MATERIAL FOR THE TASK ::
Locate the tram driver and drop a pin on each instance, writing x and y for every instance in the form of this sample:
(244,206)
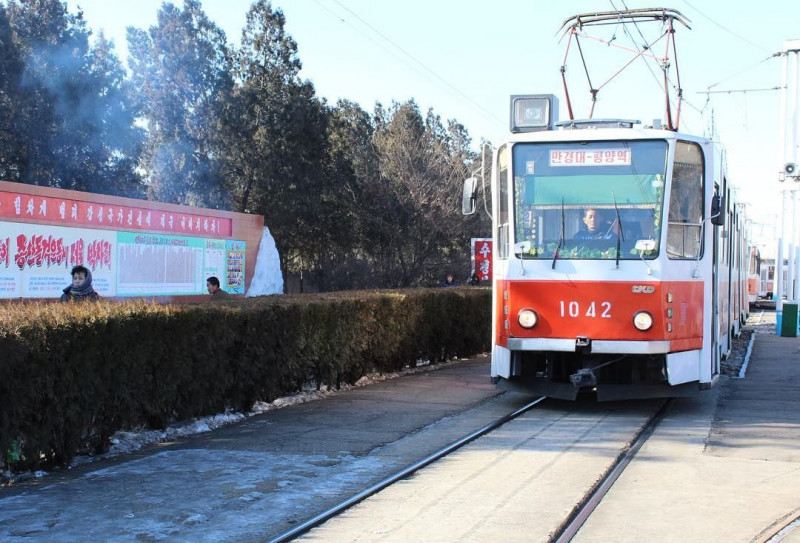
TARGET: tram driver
(595,226)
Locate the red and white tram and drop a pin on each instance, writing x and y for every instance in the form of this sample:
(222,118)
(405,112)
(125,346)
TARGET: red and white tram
(642,302)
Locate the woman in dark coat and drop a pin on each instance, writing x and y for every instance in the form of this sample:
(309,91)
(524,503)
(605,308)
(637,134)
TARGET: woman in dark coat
(81,288)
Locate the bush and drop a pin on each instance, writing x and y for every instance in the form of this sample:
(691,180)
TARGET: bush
(71,375)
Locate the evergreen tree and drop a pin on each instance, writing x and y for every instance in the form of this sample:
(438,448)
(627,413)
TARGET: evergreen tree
(182,70)
(275,136)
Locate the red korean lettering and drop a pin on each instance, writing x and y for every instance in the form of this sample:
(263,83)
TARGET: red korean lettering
(5,251)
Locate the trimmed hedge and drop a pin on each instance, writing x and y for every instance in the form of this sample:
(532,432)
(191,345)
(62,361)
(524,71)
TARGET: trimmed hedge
(71,375)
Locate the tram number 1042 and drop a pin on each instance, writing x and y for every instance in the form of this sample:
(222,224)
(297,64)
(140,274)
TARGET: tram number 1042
(595,309)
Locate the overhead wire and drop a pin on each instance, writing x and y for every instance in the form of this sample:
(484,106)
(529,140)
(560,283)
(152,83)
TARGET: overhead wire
(724,28)
(419,64)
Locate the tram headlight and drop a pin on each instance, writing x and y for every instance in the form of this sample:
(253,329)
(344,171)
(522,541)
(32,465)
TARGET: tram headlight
(527,318)
(532,112)
(643,321)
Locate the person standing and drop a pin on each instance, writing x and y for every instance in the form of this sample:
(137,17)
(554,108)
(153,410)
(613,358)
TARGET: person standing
(212,284)
(81,289)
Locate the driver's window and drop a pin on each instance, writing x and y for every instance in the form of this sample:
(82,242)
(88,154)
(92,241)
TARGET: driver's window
(686,203)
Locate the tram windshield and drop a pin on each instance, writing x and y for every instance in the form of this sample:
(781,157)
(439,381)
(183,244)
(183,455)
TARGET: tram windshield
(588,200)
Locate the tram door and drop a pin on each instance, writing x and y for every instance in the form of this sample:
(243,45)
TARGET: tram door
(717,251)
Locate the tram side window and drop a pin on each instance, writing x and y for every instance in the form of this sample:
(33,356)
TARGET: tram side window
(502,204)
(685,221)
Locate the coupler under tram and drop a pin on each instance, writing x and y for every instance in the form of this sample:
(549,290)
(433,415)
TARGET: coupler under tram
(611,376)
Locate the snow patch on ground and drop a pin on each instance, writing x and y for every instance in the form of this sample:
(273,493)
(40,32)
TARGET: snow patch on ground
(129,441)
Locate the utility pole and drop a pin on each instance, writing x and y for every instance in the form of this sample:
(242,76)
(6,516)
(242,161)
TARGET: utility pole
(790,119)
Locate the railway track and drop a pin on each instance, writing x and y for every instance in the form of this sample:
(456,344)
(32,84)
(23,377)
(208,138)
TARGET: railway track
(564,418)
(402,474)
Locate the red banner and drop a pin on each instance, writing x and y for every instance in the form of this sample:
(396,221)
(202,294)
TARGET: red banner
(77,213)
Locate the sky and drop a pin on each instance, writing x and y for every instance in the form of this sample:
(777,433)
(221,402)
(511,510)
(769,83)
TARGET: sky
(465,58)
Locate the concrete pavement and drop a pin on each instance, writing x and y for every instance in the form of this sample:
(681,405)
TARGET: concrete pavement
(725,467)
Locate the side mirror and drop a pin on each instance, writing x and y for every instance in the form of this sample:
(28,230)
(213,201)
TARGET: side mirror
(470,198)
(717,210)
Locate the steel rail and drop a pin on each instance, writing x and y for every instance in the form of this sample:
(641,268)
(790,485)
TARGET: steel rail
(388,481)
(584,509)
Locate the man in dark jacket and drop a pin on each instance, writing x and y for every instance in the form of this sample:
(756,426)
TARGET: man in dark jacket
(212,284)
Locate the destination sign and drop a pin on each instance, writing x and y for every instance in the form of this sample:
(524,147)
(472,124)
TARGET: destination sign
(591,157)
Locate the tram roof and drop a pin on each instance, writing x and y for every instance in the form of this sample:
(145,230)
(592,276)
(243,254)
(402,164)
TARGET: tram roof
(602,130)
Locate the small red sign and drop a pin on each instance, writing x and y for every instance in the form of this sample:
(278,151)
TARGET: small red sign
(482,258)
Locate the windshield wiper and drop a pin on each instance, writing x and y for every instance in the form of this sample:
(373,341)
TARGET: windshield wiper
(620,235)
(561,239)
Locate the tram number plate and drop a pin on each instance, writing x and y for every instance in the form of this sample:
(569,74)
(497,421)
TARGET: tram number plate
(575,309)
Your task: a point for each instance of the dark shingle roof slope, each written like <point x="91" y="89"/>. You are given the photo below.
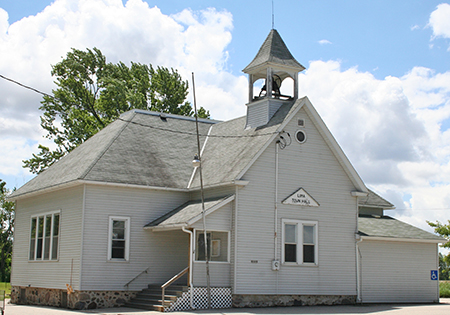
<point x="139" y="148"/>
<point x="185" y="213"/>
<point x="388" y="227"/>
<point x="230" y="147"/>
<point x="375" y="201"/>
<point x="274" y="50"/>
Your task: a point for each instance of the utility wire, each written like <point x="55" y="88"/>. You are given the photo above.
<point x="194" y="134"/>
<point x="25" y="86"/>
<point x="144" y="125"/>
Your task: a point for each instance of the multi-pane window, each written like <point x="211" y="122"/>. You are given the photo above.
<point x="44" y="236"/>
<point x="217" y="246"/>
<point x="119" y="238"/>
<point x="300" y="242"/>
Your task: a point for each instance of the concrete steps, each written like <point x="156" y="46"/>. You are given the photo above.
<point x="151" y="298"/>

TASK TO CARRY OUT :: Pictures stay out; all other material above is restated word for word.

COMPLETED EXERCISE ::
Locate the tram driver and drop a pin on each instance, writing x and y for every instance in the form of this sample:
(244,206)
TARGET: tram driver
(595,226)
Locate the red and white tram and drop a pin on each instance, writing x and y for every instance in the form of this sample:
(222,118)
(405,112)
(125,346)
TARGET: red and white tram
(642,302)
Locate the woman in dark coat and drop a pin on each instance, writing x and y for every instance in the form of this sample:
(309,91)
(524,503)
(605,308)
(637,134)
TARGET: woman in dark coat
(81,288)
Locate the bush and drop a pin on each instance, writing x and y for every instance in the form of this sample:
(691,180)
TARGET: bush
(71,375)
Locate the evergreen tree and drop a pin on each instance, writing x and y for every instance in the form of this sample:
(438,448)
(627,413)
TARGET: evergreen tree
(182,70)
(275,136)
Locate the red korean lettering and drop a pin on each instance, writing x and y for every instance in the form of this sample:
(263,83)
TARGET: red korean lettering
(5,251)
Locate the trimmed hedge and drop a pin on each instance, writing x and y for every instance in the form of this sample:
(532,432)
(191,345)
(62,361)
(524,71)
TARGET: trimmed hedge
(71,375)
Locate the tram number 1042 and drop a pin on each instance, writing x and y for every instance in the form of this sample:
(222,224)
(297,64)
(140,274)
TARGET: tram number 1042
(595,309)
Locate the overhead wire and drop a pin on each instance, writing x and y for every instance in the form of this sample:
(484,106)
(529,140)
(560,283)
(152,83)
TARGET: overhead wire
(724,28)
(419,64)
Locate the tram headlight and drop a pin on each instance, writing x and y for every instance in the form of this sample:
(253,329)
(344,171)
(522,541)
(32,465)
TARGET: tram headlight
(527,318)
(532,112)
(643,321)
Locate the person standing and drop a pin on each instance, writing x and y for every instance in the form of this sample:
(137,17)
(554,108)
(153,410)
(613,358)
TARGET: person standing
(212,284)
(81,289)
Locate the driver's window and drop a pin on each instance, writing x and y for every instance in the form of this sample:
(82,242)
(88,154)
(92,241)
TARGET: driver's window
(686,203)
Locate the tram windshield and drop a pin on each instance, writing x and y for every instance in the form of this sample:
(781,157)
(439,381)
(183,244)
(183,455)
TARGET: tram windshield
(588,200)
Locate the tram door and drop a pin on each instance, writing x and y for every instance in the form of this sample:
(243,45)
TARGET: tram door
(717,251)
Locate the tram side window and drop a pin on each instance, writing x and y for every instance in the form of this sample:
(33,356)
TARGET: tram side window
(502,204)
(685,221)
Locate the coupler under tram and drop a pin on each instance, writing x and y for every instance in the form of this sample:
(549,290)
(433,415)
TARGET: coupler under tram
(611,376)
Locate the snow patch on ground and drop a pin on each instance, writing x and y for every instance in the form of this sample:
(273,493)
(40,32)
TARGET: snow patch on ground
(129,441)
Locate the utility pole and drop a pin on each instance, writing x and y for every instance in the form of this sample:
(242,76)
(6,516)
(242,161)
TARGET: utility pole
(790,119)
Locate the railway track and drop a pin on each instance, writing x and y for every instance in the form of this sample:
(456,344)
(32,84)
(23,377)
(208,138)
TARGET: railway track
(564,418)
(402,474)
Locate the red banner and drop a pin on each instance, writing x and y for every instance in the form of this sample:
(396,221)
(202,294)
TARGET: red banner
(77,213)
Locate the sky and drop a pin on each instance, writing x and y for every instance in the form of this sample:
(777,433)
(221,402)
(511,510)
(769,83)
TARGET: sky
(465,58)
Locate the concrete pavement and drop a pin on each instance, writing x and y for every instance in the form of this sample:
(681,405)
TARGET: concrete pavement
(725,467)
Locate the side mirror and drop a pin on each instance, writing x and y for every instance in the form of this sample:
(28,230)
(213,201)
TARGET: side mirror
(470,198)
(717,210)
Locate the steel rail and drop a pin on each instance, writing x and y for every instance in the form of this sample:
(641,268)
(790,485)
TARGET: steel rail
(388,481)
(584,509)
Locate the man in dark jacket and drop a pin on each instance, writing x and y for every instance in the form of this sample:
(756,426)
TARGET: man in dark jacket
(212,284)
Locate the destination sign and drop a pin on each instance, writing x and y for every instance in the form of this sample:
(524,147)
(472,124)
TARGET: destination sign
(591,157)
Locate the tram roof and drop a pin on each instance, writing x and y for every instance in the form of this sample:
(145,230)
(592,276)
(243,254)
(402,164)
TARGET: tram roof
(602,130)
Locate the small red sign and drop a pin on each instance, writing x and y for every instance in the form of this sample:
(278,151)
TARGET: small red sign
(482,258)
Locate the windshield wiper and drop a pin on each instance, writing x and y for every instance in the form of this sample:
(373,341)
TARGET: windshield wiper
(620,235)
(561,239)
Locate the tram number plate and drop a pin on each instance, writing x and y for every instance in the form of this sample:
(569,74)
(497,421)
TARGET: tram number plate
(575,309)
Your task: a point for each instance of the dark shingle roof slope, each written like <point x="91" y="89"/>. You are given the photo below.
<point x="139" y="148"/>
<point x="185" y="213"/>
<point x="388" y="227"/>
<point x="230" y="147"/>
<point x="375" y="201"/>
<point x="274" y="50"/>
Your task: a point for each instance of the utility wire, each written like <point x="55" y="88"/>. You are given the photo above.
<point x="194" y="134"/>
<point x="25" y="86"/>
<point x="144" y="125"/>
Your task: a point for each instance of the multi-pane window, each written like <point x="211" y="122"/>. You are given the photo above.
<point x="44" y="236"/>
<point x="217" y="246"/>
<point x="119" y="238"/>
<point x="300" y="242"/>
Your task: a point for each instance of the concrete steps, each written like <point x="156" y="46"/>. You are given the photo above.
<point x="151" y="298"/>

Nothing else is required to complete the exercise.